Task statement: Repeat every record exactly, but keep images out of the copy.

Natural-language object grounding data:
·····
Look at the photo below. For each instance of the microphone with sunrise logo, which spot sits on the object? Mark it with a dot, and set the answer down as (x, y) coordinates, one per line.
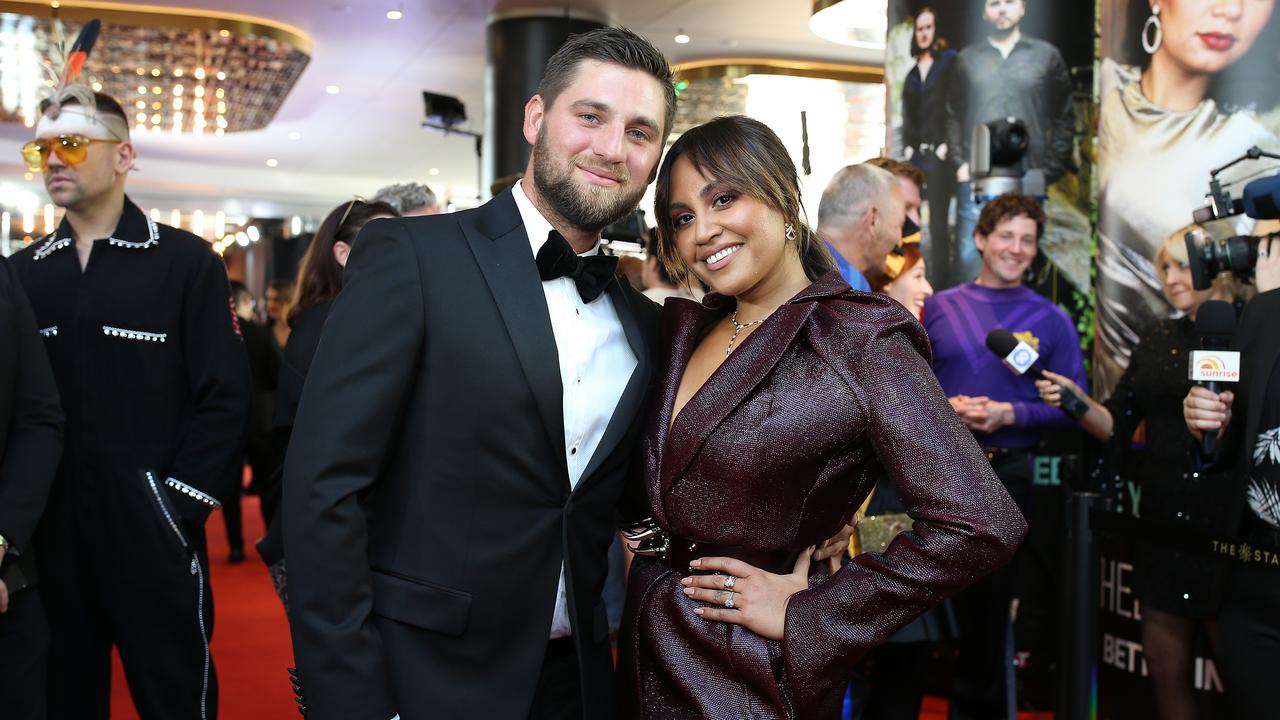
(1215, 364)
(1022, 359)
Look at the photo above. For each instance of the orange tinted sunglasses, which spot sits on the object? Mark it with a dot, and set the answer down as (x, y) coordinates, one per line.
(71, 149)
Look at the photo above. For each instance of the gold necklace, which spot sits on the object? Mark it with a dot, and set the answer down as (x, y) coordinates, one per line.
(737, 328)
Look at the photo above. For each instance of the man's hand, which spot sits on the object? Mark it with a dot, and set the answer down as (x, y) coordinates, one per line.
(835, 547)
(759, 600)
(988, 417)
(1267, 268)
(1205, 410)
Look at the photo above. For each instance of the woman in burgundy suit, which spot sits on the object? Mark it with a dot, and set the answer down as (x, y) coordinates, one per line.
(786, 397)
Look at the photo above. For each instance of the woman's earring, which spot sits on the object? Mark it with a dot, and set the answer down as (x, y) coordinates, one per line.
(1152, 35)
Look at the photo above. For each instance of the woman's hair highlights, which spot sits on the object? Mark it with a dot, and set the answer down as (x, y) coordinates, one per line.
(746, 155)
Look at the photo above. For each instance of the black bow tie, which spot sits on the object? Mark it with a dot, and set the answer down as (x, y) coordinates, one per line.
(592, 274)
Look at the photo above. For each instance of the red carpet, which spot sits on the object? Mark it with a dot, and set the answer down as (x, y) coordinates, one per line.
(251, 637)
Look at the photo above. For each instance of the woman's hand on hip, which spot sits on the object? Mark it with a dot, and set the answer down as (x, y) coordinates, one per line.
(745, 595)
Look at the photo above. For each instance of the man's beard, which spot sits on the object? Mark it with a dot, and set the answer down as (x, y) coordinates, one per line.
(589, 209)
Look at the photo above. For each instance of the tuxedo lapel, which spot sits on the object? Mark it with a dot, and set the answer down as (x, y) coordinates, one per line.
(634, 395)
(501, 247)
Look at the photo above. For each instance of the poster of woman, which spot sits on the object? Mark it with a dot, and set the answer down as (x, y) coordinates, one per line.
(1185, 86)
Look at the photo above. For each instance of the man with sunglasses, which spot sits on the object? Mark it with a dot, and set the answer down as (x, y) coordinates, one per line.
(154, 378)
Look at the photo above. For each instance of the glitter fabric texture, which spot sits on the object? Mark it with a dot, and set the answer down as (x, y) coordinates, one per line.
(777, 451)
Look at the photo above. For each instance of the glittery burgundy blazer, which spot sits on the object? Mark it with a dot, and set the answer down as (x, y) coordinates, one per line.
(777, 450)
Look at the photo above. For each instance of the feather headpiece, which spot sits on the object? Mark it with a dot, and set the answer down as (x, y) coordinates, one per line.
(65, 69)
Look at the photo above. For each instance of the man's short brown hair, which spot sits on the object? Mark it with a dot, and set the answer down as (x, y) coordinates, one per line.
(900, 169)
(1008, 206)
(615, 45)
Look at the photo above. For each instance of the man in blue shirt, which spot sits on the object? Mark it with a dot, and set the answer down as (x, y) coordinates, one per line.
(860, 218)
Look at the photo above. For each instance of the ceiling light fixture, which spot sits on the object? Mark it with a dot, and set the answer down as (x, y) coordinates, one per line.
(256, 63)
(859, 23)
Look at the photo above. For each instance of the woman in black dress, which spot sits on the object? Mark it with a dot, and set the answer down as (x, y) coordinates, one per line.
(1176, 589)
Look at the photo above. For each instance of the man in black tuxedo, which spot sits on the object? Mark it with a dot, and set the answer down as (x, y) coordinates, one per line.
(466, 429)
(31, 445)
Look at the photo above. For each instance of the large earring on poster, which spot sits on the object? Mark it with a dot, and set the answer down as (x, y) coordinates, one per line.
(1152, 35)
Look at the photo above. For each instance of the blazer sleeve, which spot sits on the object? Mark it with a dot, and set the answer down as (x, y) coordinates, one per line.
(220, 387)
(965, 524)
(35, 441)
(355, 396)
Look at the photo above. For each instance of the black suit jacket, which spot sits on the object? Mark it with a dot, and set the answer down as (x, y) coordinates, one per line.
(1260, 351)
(31, 420)
(437, 386)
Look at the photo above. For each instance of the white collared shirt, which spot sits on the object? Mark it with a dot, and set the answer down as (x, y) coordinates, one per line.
(595, 363)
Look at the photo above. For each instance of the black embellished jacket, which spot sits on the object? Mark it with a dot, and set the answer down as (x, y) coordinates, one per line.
(149, 363)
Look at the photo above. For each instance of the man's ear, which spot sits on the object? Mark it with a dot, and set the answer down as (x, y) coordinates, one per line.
(535, 112)
(124, 156)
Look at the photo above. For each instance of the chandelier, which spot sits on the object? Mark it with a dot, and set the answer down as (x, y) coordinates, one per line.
(173, 73)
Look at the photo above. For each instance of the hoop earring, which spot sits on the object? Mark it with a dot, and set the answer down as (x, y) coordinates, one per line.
(1152, 27)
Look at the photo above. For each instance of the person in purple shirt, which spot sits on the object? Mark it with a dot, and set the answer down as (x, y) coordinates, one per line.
(1004, 411)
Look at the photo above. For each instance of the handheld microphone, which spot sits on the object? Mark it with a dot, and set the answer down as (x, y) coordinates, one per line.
(1022, 359)
(1214, 364)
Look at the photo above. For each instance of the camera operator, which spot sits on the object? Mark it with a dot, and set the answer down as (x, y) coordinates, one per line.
(1248, 459)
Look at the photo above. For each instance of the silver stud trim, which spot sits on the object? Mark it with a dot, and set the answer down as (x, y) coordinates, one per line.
(51, 246)
(193, 493)
(135, 335)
·····
Completed task:
Look at the photo below. For each instance of the microphone with sunrise logo, which spot sits on the object? Mark it with a dot, and set the answer down as (x, y) coordinates, one per line.
(1215, 364)
(1022, 359)
Look at the photo above. For each instance of the orange tinted sunglasses, which spot sits on the object? Mark it with a dot, and set the answer down as (x, y) coordinates, one per line.
(71, 149)
Look at the photo above. For each instance of the gold necklace, which spot sits on the object? Mark it with a dot, and set the answer down as (x, y) coordinates, one per line.
(737, 328)
Look at the photo above. For each instance of the man's hand, which spot sits on the object? Mark it with a dot, and set the answer down as (x, y) coordinates, one per line.
(835, 547)
(759, 600)
(988, 417)
(1267, 268)
(1205, 410)
Look at the photo above. For each instance of the woman in burgundy suit, which spot sits on the object? Mark it with a dot, and set the answer down as (x, y) coordinates, one per line.
(786, 397)
Look at the photo above. For each instance of the woman's earring, which spot sits on the object? Mark it with a dot, and set the answer down as (x, y) coordinates, one per line.
(1152, 35)
Look at the photo above. For each instance of the woman's hair highlights, which spot sits on the object? Mark it with a dot, and set the answer down as (x, y) coordinates, one per line.
(746, 155)
Look at the photo above. For each instance of the black bow tie, which spot sits on the object? Mark it with a dot, and set the answer down as (x, y) coordinates, one per line.
(592, 274)
Look at the photo above. For each instance of the red carpet, which spot sits on the object? Mark it with a dot, and set the answer down as (x, y) coordinates, one per line.
(251, 637)
Look at the photo above. For each instance of the woman's hand on hip, which spot sits on the object? Mark it with a dot, and set the answer down as (x, y) coordinates, one per line.
(745, 595)
Look at the photo above. For each instance of the man's beard, which spot sits on the object? Mark it with a dot, and set the answer down as (x, y) coordinates, one per line.
(589, 209)
Look at the photo above. For each instance of the tuxedo lapel, which spot sits on the object? Mark it with a dot, and set the answer down as (x, y) coordinates, one per line.
(634, 395)
(501, 247)
Look at the photo above. For each instance of the poster of woman, which spot sits on the object? Mark it with a dot, and set the answer down as (x, y) coordinates, one per line.
(1185, 86)
Look at the photo above. For each instance of the man with sunglasses, which spot sits on the object? Mark it with a dot, and set the answer down as (x, y) coordinates, one per line.
(154, 378)
Look at the photo above. For each instance of the glitter fabric texture, which spot sits on the object? Mark it with a dot, and set the answer down as (x, y) coordinates, one per line.
(777, 451)
Look at the photo above. For each instance of the glittery burgundy blazer, which spot sits on the object? Mark it with a dot, and set the answer down as (x, y) coordinates, one per line.
(777, 450)
Look at the photo above. For each instance of the feather headpiece, which spot sits on the object? Mark it with a dot, and set the answer down as (x, y) coordinates, one per line.
(65, 69)
Look at the photo above. For each instance of the man's short brown hair, which spot sits on the object? Mark it with a dot, and set the answer down as (x, y) coordinates, one per line.
(900, 169)
(1008, 206)
(615, 45)
Look at the photo above. For each instance of the man in blue shirt, which spot sits on the object? Mark it with a dot, and set the answer down as (x, y) coordinates, one per line.
(860, 218)
Look at the photo above. For each instance of the ceiling light fixture, which spot sits on the object? Mark it with a dot, and set the answer down as (x, y) coordinates, one per line.
(256, 63)
(859, 23)
Look at the photo above. For each instance of the woman in black dress, which spot sits on the object? Mark it with a dot, and set the answer down as (x, y) coordinates, one per line.
(1176, 589)
Look at the photo above. For each instance of the man in black tuxedo, which spot sits on the object? Mark it with a dot, and set the answer down as (x, y) coordinates, one per line.
(466, 429)
(31, 445)
Look at the photo above. For each instance of the large earring on poster, which spot sits on the object? Mark it with a dot, and set the answer down as (x, y) coordinates, one per line.
(1152, 35)
Look at the photo above. For each instance of the blazer sleeve, which spot sits on the object? Mark it with a dot, and set the answer down as (x, y) coordinates, one per line.
(220, 387)
(965, 524)
(35, 441)
(355, 396)
Look at the photo above. For each instance of the black suit jacket, which spot sits on the object? Mark it with a dot, and set the answer down as (x, y) coordinates, one per line.
(1260, 351)
(31, 420)
(437, 386)
Look at the photo above. For each instance of the white collared shirt, which spot sits on the object? Mark it with a dot, and set the answer down as (x, y) coordinates, one per line.
(595, 363)
Look at the photo above. For each instance of the black embellished jacket, which spot sits on the object? Mark it with a dot, and set the answer down as (x, y) coordinates, one per line.
(149, 363)
Look at the photo above. For each instance of the man's ear, which spot sits on the object? Mark it with a dot, and set the answer down as (x, y) coordinates, one per line.
(535, 112)
(124, 156)
Look at the photo above. For each instance of the chandelier, which spot sits on the object? Mark it with a dot, and set the answer down as (x, y) coordinates, one per line.
(173, 73)
Look at the photo above. For each instance of the hoop earring, which spot sits on the object? Mark it with a dot, and set the answer down as (x, y) coordinates, one per line.
(1152, 27)
Look at the photo above. For each instance of the person in purple shirt, which spot sits on the object? Mark it with a dot, and set the answer down as (x, y) coordinates, one per line.
(1004, 411)
Look at the photo above. For each instance of the handheld microphone, which spot sits on the object? Mark it with a dot, and set the answer down as (x, y) coordinates, one per line.
(1022, 359)
(1214, 364)
Look at the photo above. For each instance of the camera operator, which spot sits on the object? Mark it with a dot, and set the answer down as (x, y) coordinates, one per line.
(1248, 459)
Look at the photo above. For each instance of the silver stud trim, which spot sits on the object? Mark it with a dot, and set the answer down as (x, y) coordinates, one per line.
(51, 246)
(193, 493)
(135, 335)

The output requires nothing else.